-- Material for the task start --

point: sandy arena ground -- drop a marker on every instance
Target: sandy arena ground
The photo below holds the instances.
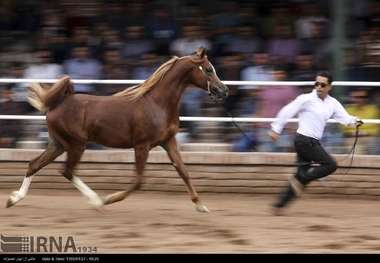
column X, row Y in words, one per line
column 149, row 222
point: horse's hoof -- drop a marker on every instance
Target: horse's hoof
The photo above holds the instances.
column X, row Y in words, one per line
column 9, row 203
column 202, row 209
column 96, row 202
column 13, row 199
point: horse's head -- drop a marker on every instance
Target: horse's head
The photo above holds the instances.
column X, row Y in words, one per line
column 205, row 77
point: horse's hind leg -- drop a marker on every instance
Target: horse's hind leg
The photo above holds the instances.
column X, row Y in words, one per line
column 171, row 147
column 141, row 155
column 53, row 151
column 73, row 157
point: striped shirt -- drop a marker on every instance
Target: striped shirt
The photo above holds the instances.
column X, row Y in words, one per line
column 313, row 114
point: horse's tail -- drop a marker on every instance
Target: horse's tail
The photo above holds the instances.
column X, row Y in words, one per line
column 45, row 99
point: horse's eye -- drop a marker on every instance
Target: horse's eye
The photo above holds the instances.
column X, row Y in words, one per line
column 209, row 70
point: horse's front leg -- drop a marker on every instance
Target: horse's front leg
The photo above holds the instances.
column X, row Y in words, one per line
column 171, row 148
column 141, row 155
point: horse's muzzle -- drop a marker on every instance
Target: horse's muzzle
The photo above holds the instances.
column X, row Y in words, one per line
column 219, row 93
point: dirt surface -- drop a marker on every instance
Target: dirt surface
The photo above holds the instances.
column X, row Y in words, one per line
column 149, row 222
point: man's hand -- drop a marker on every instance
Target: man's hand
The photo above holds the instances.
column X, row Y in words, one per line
column 359, row 123
column 274, row 136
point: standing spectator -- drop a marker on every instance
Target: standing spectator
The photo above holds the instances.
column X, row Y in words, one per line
column 270, row 100
column 162, row 29
column 303, row 70
column 136, row 44
column 283, row 46
column 10, row 130
column 192, row 39
column 82, row 66
column 43, row 67
column 114, row 67
column 246, row 41
column 259, row 70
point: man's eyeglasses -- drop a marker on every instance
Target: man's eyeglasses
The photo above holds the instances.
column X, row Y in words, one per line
column 316, row 84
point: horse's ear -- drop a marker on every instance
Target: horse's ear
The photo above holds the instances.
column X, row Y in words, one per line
column 201, row 52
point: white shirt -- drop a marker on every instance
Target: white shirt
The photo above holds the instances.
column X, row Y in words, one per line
column 313, row 114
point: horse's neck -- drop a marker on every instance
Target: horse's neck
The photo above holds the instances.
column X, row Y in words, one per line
column 167, row 94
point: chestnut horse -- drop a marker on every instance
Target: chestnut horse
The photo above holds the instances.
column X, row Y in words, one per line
column 140, row 117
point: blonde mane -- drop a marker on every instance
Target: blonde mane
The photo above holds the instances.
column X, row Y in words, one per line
column 137, row 91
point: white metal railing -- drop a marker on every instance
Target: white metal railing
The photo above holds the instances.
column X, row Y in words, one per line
column 227, row 82
column 184, row 118
column 203, row 119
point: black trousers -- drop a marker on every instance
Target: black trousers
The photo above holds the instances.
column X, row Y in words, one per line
column 313, row 163
column 310, row 151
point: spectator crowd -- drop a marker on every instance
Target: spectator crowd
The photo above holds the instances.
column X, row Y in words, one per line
column 246, row 40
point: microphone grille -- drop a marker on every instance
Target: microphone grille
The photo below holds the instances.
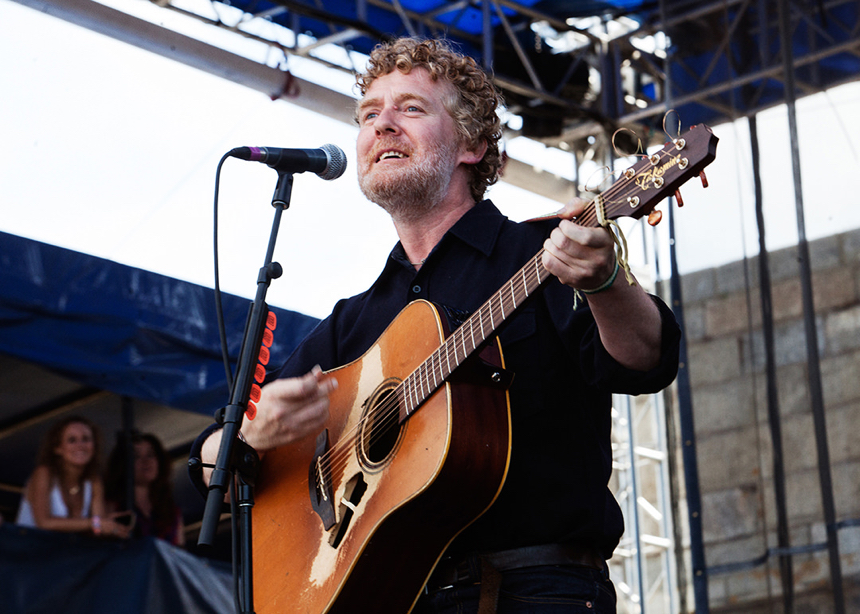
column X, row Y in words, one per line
column 336, row 162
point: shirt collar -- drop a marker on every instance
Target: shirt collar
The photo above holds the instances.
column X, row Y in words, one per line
column 479, row 228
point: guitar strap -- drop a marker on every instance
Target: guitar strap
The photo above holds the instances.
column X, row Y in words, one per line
column 491, row 580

-- Material for the task end --

▶ [What to do]:
Rewrite every line of the rows above as a numbered list, skipping blank lines and leaving out the pictures.

▶ [Correct response]:
1. point: sandy arena ground -- drop a marker on every instance
2. Target: sandy arena ground
3. The photo below holds the instances.
4. column X, row Y in words, one per line
5. column 149, row 222
6. point: horse's hoof -- drop a marker on every instance
7. Target: horse's hoof
8. The photo above holds the instances.
9. column X, row Y in words, one per line
10. column 9, row 203
11. column 202, row 209
12. column 96, row 202
13. column 13, row 199
14. point: horse's head -- drop a marker on every instance
15. Target: horse's head
16. The photo above holds the instances.
17. column X, row Y in words, one per line
18. column 205, row 77
19. point: horse's hind leg -- drop a marker on every instance
20. Target: horse's hind leg
21. The photo above holds the instances.
22. column X, row Y in words, one per line
23. column 171, row 147
24. column 141, row 155
25. column 53, row 151
26. column 73, row 157
27. point: striped shirt -- drop a marker on every instance
28. Target: striped shirt
29. The photo above holds the instances.
30. column X, row Y in words, one per line
31. column 313, row 114
32. point: horse's tail -- drop a marker on every instance
33. Target: horse's tail
34. The photo above holds the instances.
35. column X, row Y in words, one per line
36. column 45, row 99
37. point: horse's eye -- drop a marker on every instance
38. Target: horse's eye
39. The photo above holds the instances.
40. column X, row Y in words, one per line
41. column 209, row 70
42. point: horse's front leg -- drop a marker on every instance
43. Target: horse's front leg
44. The photo above holds the instances.
45. column X, row Y in words, one per line
46. column 171, row 148
47. column 141, row 155
48. point: horse's muzzle -- drop a marker on every instance
49. Target: horse's muzzle
50. The photo above holds the instances.
51. column X, row Y in words, one per line
52. column 219, row 93
53. point: dirt surface -- drop a marker on every instance
54. Target: dirt surface
55. The photo above holds the instances.
56. column X, row Y in words, one per line
57. column 149, row 222
58. point: man's hand -- drop a marker on every instance
59. Target: man's hand
60. The photo above holds the instances.
61. column X, row Y in words, one per line
62. column 359, row 123
63. column 274, row 136
64. point: standing spectator -- drop a marker on every instance
65. Target: standing spectator
66. The photo above holds the instances.
67. column X, row Y in words, one per line
68. column 270, row 100
69. column 162, row 29
70. column 303, row 70
71. column 136, row 44
72. column 283, row 46
73. column 10, row 130
74. column 192, row 39
75. column 82, row 66
76. column 43, row 67
77. column 114, row 67
78. column 246, row 41
79. column 259, row 70
80. point: man's eyeglasses -- drop a marker on every instance
81. Target: man's eyeglasses
82. The photo above holds the instances.
83. column X, row Y in words, one per line
84. column 316, row 84
85. point: horse's ear -- drop a marker on every instance
86. Target: horse's ear
87. The photo above holds the instances.
88. column X, row Y in words, one per line
89. column 201, row 52
90. point: white shirt -- drop a marker on every instance
91. Target: white shirt
92. The photo above holds the instances.
93. column X, row Y in words, one per line
94. column 313, row 114
95. point: horse's neck -- drop a marker on every instance
96. Target: horse's neck
97. The photo above holds the instances.
98. column X, row Y in words, one per line
99. column 167, row 94
100. point: chestnut horse -- drop a marker on every instance
101. Target: chestnut horse
102. The photo above holds the instances.
103. column X, row Y in words, one per line
104. column 140, row 117
105. point: blonde mane -- drop a marker on every instance
106. Target: blonde mane
107. The photo above holds the instances.
108. column X, row Y in words, one per line
109. column 137, row 91
110. point: white metal railing -- drop a marker on every instance
111. Target: white metal railing
112. The photo above holds the instances.
113. column X, row Y in words, one per line
114. column 227, row 82
115. column 184, row 118
116. column 203, row 119
117. point: black trousers -- drop a marker on every instance
118. Target: black trousers
119. The photo above holds the instances.
120. column X, row Y in words, one per line
121. column 313, row 163
122. column 310, row 151
123. point: spectator crowd -- drop a marker on every instance
124. Target: spectator crowd
125. The photo above holds the instances.
126. column X, row Y in words, one per line
127. column 246, row 40
128. point: microphone grille -- drop a marker on every instance
129. Target: microphone grille
130. The photo below holds the instances.
131. column X, row Y in words, one per line
132. column 336, row 162
133. point: shirt collar -- drop a marker on every instance
134. Target: shirt collar
135. The photo above holds the instances.
136. column X, row Y in words, one per line
137. column 479, row 228
138. point: guitar strap -- drop a marker on every instance
139. Target: guitar strap
140. The photo above holds the instances.
141. column X, row Y in words, one per line
142. column 491, row 580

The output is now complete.